**DATA EXTRACT**
----
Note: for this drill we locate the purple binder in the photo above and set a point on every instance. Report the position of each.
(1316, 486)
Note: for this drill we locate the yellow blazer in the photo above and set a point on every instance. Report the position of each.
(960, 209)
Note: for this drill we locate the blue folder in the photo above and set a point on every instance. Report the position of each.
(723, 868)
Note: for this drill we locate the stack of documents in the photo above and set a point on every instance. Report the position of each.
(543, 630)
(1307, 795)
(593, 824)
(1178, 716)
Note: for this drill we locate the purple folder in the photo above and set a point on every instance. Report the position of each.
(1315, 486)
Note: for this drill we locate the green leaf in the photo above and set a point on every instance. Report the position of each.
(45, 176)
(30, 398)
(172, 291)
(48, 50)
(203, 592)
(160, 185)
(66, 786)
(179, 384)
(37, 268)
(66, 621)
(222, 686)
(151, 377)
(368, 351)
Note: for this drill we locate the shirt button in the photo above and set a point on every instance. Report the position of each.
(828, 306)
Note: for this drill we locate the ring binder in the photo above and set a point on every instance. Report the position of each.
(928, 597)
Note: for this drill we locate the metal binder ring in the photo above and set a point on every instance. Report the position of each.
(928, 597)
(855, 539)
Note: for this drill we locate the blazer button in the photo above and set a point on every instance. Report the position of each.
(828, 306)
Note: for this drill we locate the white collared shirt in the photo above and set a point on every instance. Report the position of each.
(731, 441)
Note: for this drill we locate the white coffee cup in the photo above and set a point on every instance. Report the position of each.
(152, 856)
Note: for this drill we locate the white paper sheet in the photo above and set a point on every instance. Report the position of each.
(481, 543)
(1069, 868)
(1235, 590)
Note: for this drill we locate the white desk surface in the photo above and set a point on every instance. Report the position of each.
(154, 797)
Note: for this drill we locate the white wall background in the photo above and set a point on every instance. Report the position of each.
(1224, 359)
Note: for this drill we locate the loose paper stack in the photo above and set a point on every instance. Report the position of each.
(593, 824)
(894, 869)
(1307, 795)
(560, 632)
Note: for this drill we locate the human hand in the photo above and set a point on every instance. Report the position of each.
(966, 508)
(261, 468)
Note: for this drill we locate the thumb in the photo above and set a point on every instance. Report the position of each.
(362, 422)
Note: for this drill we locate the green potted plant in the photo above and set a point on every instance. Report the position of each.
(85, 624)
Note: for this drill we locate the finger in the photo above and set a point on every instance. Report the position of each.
----
**WORK REQUIRED**
Rewrite the data above with each "Report the position" changed to "Give the coordinates" and every other word left as it is.

**RIGHT ANSWER**
Note: for this drill we locate the purple binder in the photo above and set a point on every instance. Give the coordinates of each.
(1316, 486)
Note: for this drill we locate the yellow blazer in the photo above and set a point on every instance. Give the coordinates of each.
(960, 209)
Note: for this drill we locate the blue folder in the photo above and set a point on every instance. Give the coordinates of each.
(723, 868)
Note: for this drill we locate the stack of documents in the photo above and set a point on every instance. Give the coordinates of each.
(543, 630)
(1307, 795)
(593, 824)
(1178, 716)
Note: for this drill we locate the purple folder in the photo above and set a point on every instance. Give the coordinates of each.
(1315, 486)
Note: for this drill we locate the green leaf in the photo above and set a point on every instance. Give the coordinates of each.
(45, 176)
(30, 398)
(172, 291)
(48, 50)
(203, 592)
(160, 185)
(66, 786)
(179, 384)
(37, 268)
(66, 621)
(222, 686)
(151, 377)
(368, 351)
Note: for this drill we locate the shirt button in the photo above and set a point on every instance. Give the coordinates of each.
(828, 306)
Note: for this drill we locate the ring binder in the photo above and set a point on every instance. Give the coordinates of each.
(928, 597)
Note: for this drill we locate the metal binder ring in the photo above and set a point on every instance. Give the coordinates of each.
(928, 597)
(855, 539)
Note: for this drill we locate the blazer button in the photo above and set a point on every instance. Give the coordinates of each.
(828, 306)
Note: for this drill we locate the white collared shirt in the photo above and set a point on every instance. Give the coordinates of each.
(731, 441)
Note: for this drill we locate the white coffee cup in the photo above and set a point on every instance. Give the coordinates of each.
(152, 856)
Note: for this drill we locate the white paper sheet in the photo above and set a point on every instance. Give the coordinates of each.
(481, 543)
(1069, 868)
(1235, 590)
Note: for this drill we locate the white desk surface in the photo above and set a point on every instance. Give the coordinates of each.
(154, 797)
Note: for this drill we locate the white wall background in the photo above and set a point on every instance. Give the coordinates of each.
(1224, 359)
Note: for this drill we locate the loose paper stack in the photo above and set a point on every instance. Give the coordinates of each.
(593, 824)
(894, 869)
(1307, 795)
(560, 632)
Note: for this drill we locate the human hand in the photo above and set a point on every instance. Give the coordinates of each.
(966, 508)
(261, 468)
Note: for this drill we locate the thumb in the photo above and set a point on every instance. Give the coordinates of each.
(362, 422)
Note: for this drill we locate the green potted plant in the photo above and set a point on every instance. Give the coordinates of each.
(85, 624)
Note: for this drill we locate the finger in the photo above and set a point on every instance. Give the coordinates of each.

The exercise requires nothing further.